EXCERPTED PASSAGE

--- START ---

Throughout history, certain unrealistic beauty standards have been expected of women and social media has only increased that pressure.
Social media platforms, such as Instagram and Snapchat, claim to be spreading positivity to women; however, most posts do the opposite. Amy Hanson, a Spanish teacher at Woodside High School, has recognized how social media has affected her female students.
“I think that like Instagram influencers and things like that project an image that is unrealistic,” Hanson explained. “I think you young girls who are trying to create their own identity don’t know how to create their own identity because they are presented with these false perceptions of beauty.”
Amy Hanson is scared that social media will not allow girls to form unique identities.
While social media may have worsened the problem my mom, Ellen Bertine, felt these pressures growing up in Los Angeles.
“There was just a public profile that a lot of people just had on a lot of makeup, there was plastic surgery at a young age,” Bertine explained.
It seems that girls strive to look physically perfect no matter if the pressure is coming from the community around them or social media.
“They tell you to be skinny. You can’t be fat or big or anything. But you can’t be too skinny and you have to wear makeup to look pretty but you have to look all natural,” Lena McDonough, a junior at Woodside High School, explained.
McDonough sees how truly impossible these standards are to meet.
“Even like normal girls on Instagram, [t]hey take like 30 different pictures, they edit it, they make it look perfect. You see it, and you’re like ‘oh my god, they’re so pretty,’ but that’s honestly, that’s not even the real picture.”
Unfortunately girls have been expected to reach these ridiculous standards for decades, but hopefully social media can evolve into a platform that empowers women.

--- END ---

SUPPLIED ENTRIES
--- START ---

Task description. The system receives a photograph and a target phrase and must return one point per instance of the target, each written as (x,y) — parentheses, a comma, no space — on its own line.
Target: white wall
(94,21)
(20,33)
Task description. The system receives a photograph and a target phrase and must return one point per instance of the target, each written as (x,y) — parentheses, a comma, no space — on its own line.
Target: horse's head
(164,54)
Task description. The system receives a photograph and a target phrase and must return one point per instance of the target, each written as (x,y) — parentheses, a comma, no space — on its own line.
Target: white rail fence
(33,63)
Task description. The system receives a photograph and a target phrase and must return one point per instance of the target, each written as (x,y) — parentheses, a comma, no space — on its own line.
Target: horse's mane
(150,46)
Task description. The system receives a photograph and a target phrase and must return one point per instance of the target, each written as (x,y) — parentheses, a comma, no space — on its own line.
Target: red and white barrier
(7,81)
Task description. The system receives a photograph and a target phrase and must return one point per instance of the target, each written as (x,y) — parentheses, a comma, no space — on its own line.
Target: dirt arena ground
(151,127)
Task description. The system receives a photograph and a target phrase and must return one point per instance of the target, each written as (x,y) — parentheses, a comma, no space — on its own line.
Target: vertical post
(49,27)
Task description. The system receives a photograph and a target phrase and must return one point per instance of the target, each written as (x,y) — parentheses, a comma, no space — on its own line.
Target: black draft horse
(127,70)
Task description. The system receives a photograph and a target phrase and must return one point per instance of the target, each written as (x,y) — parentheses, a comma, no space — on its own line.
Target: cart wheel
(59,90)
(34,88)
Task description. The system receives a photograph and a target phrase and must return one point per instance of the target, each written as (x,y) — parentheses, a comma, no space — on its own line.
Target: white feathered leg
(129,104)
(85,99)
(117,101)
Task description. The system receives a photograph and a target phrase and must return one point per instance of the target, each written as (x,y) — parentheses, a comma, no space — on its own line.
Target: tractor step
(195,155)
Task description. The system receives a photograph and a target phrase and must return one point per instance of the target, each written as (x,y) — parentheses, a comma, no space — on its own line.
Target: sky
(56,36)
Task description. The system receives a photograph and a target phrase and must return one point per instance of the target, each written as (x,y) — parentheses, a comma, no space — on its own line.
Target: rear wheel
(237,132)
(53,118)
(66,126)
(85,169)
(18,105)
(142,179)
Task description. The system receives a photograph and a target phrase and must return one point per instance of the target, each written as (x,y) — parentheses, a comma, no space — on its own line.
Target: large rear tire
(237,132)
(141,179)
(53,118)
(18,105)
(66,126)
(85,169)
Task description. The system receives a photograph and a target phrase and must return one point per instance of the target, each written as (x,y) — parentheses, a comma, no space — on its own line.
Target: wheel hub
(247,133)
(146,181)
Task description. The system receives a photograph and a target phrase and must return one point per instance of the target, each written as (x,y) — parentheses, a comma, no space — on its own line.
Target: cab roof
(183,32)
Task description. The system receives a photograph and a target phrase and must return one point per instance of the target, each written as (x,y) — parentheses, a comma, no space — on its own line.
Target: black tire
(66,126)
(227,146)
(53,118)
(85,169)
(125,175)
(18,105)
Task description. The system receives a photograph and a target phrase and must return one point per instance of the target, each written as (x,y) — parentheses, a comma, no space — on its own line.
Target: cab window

--- END ---

REQUIRED ACTIONS
1. Who are all the people named in the article on social media and beauty standards?
2. Reproduce the article on social media and beauty standards word for word, starting at "While social media" and ending at "or social media.".
Answer using only the article, not the records.

ANSWER SECTION
1. Amy Hanson, Ellen Bertine, Lena McDonough

2.
While social media may have worsened the problem my mom, Ellen Bertine, felt these pressures growing up in Los Angeles.
“There was just a public profile that a lot of people just had on a lot of makeup, there was plastic surgery at a young age,” Bertine explained.
It seems that girls strive to look physically perfect no matter if the pressure is coming from the community around them or social media.